### [Scopo del compito]
Ricopia senza modifiche la parte del brano su Čechov riportato qui sotto, cominciando dalle parole “Come Franz Kafka, che” e fermandoti dopo le parole “proprio dell’essere umano).”.

### [Brano proposto]
--*--

Fabrizio Coscia
Letture vagabonde

Ode al cane di Čechov

Lettura (ad alta voce) del racconto “La signora con il cagnolino” di Čechov, uno scrittore che ci fa toccare la vita, ma non ce la spiega, né la definisce

Come Franz Kafka, che sognava spesso di leggere da un podio, davanti a una platea, tutta L’educazione sentimentale di Flaubert, dalla prima all’ultima pagina, senza interruzioni, anche io ho un sogno ricorrente: quello di leggere in pubblico, per intero, la Signora col cagnolino, del mio amatissimo Čechov (perché ci sono scrittori che si ammirano e scrittori che si amano, e perfino scrittori che si odiano, e Čechov è uno di quelli che si ama come un fratello maggiore, uno di quelli che conosce tutto di noi, le nostre piccole miserie e debolezze, le nostre frustrazioni e speranze deluse, e non ci giudica mai, perché la sua anima è così grande da comprendere tutto ciò che è proprio dell’essere umano).

--*--

Record tratti da una raccolta di dati

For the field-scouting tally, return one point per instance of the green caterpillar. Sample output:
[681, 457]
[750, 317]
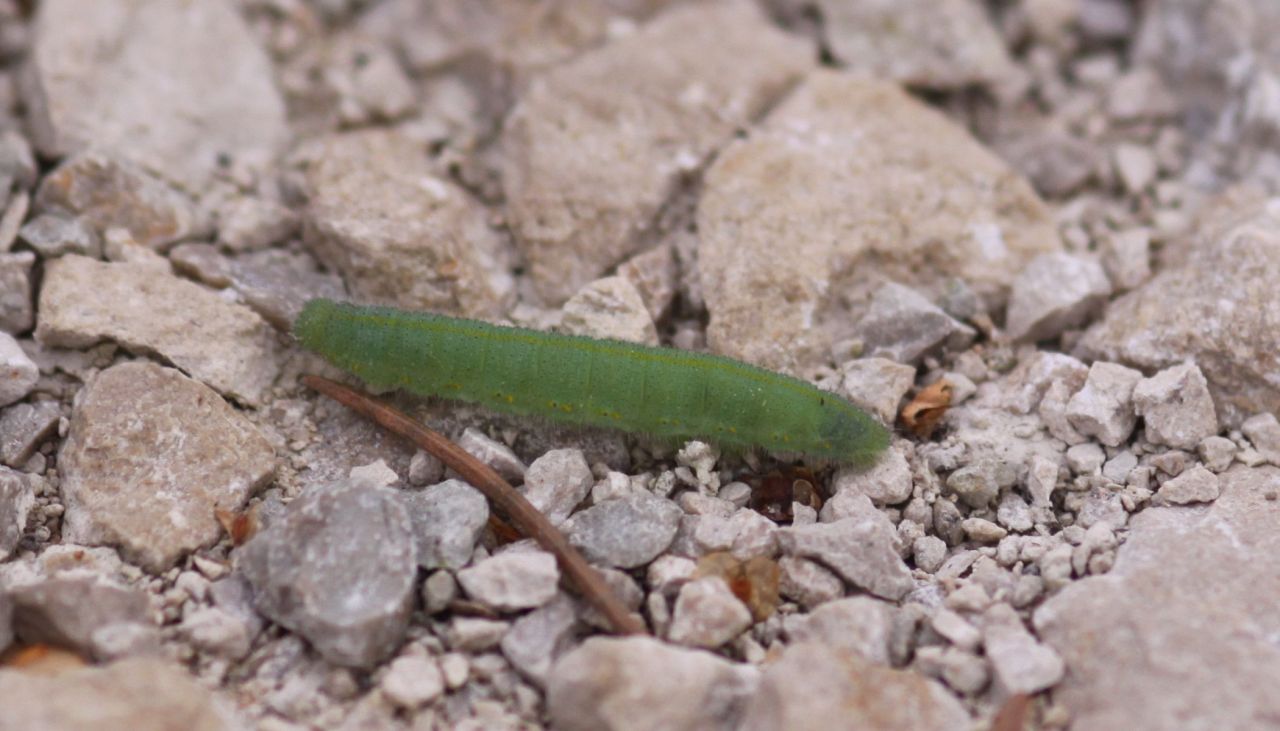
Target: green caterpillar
[661, 392]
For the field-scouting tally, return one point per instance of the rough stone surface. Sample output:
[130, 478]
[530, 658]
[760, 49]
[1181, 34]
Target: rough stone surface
[18, 374]
[512, 580]
[944, 45]
[141, 694]
[397, 231]
[78, 610]
[447, 519]
[1176, 407]
[338, 567]
[1020, 663]
[1215, 310]
[609, 307]
[887, 483]
[859, 625]
[16, 502]
[557, 481]
[1144, 645]
[877, 385]
[641, 684]
[626, 531]
[16, 311]
[104, 74]
[598, 145]
[707, 615]
[1104, 407]
[863, 551]
[85, 301]
[1055, 292]
[903, 325]
[816, 686]
[858, 159]
[110, 193]
[149, 457]
[1194, 485]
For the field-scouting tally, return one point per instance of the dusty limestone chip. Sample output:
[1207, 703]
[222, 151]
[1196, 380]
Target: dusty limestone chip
[609, 307]
[1194, 485]
[149, 457]
[1055, 292]
[1176, 407]
[863, 551]
[18, 374]
[643, 684]
[338, 567]
[818, 686]
[106, 193]
[1104, 407]
[936, 44]
[598, 145]
[1188, 583]
[222, 343]
[140, 694]
[182, 88]
[397, 231]
[860, 156]
[1211, 310]
[707, 615]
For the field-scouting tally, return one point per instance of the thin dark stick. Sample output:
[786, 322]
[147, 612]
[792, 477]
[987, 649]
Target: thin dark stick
[519, 511]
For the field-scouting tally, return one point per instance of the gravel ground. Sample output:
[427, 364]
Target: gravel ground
[1054, 214]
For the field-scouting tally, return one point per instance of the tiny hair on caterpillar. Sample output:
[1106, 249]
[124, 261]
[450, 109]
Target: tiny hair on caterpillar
[663, 393]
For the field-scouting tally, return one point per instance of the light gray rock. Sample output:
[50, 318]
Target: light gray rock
[877, 385]
[557, 481]
[1176, 407]
[339, 569]
[816, 686]
[626, 531]
[945, 45]
[903, 325]
[412, 680]
[1055, 292]
[583, 191]
[1104, 407]
[493, 453]
[397, 231]
[1194, 485]
[609, 307]
[149, 458]
[860, 156]
[137, 694]
[78, 610]
[887, 483]
[539, 638]
[85, 301]
[1183, 315]
[1020, 663]
[862, 551]
[512, 580]
[808, 583]
[448, 520]
[16, 311]
[17, 498]
[859, 625]
[707, 615]
[54, 234]
[1202, 616]
[18, 374]
[1264, 432]
[110, 193]
[641, 684]
[176, 88]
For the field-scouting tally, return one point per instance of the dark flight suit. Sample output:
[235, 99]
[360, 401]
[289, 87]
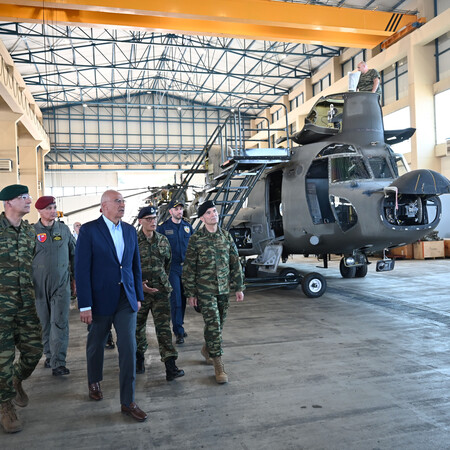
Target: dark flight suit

--*--

### [Compito svolto]
Come Franz Kafka, che sognava spesso di leggere da un podio, davanti a una platea, tutta L’educazione sentimentale di Flaubert, dalla prima all’ultima pagina, senza interruzioni, anche io ho un sogno ricorrente: quello di leggere in pubblico, per intero, la Signora col cagnolino, del mio amatissimo Čechov (perché ci sono scrittori che si ammirano e scrittori che si amano, e perfino scrittori che si odiano, e Čechov è uno di quelli che si ama come un fratello maggiore, uno di quelli che conosce tutto di noi, le nostre piccole miserie e debolezze, le nostre frustrazioni e speranze deluse, e non ci giudica mai, perché la sua anima è così grande da comprendere tutto ciò che è proprio dell’essere umano).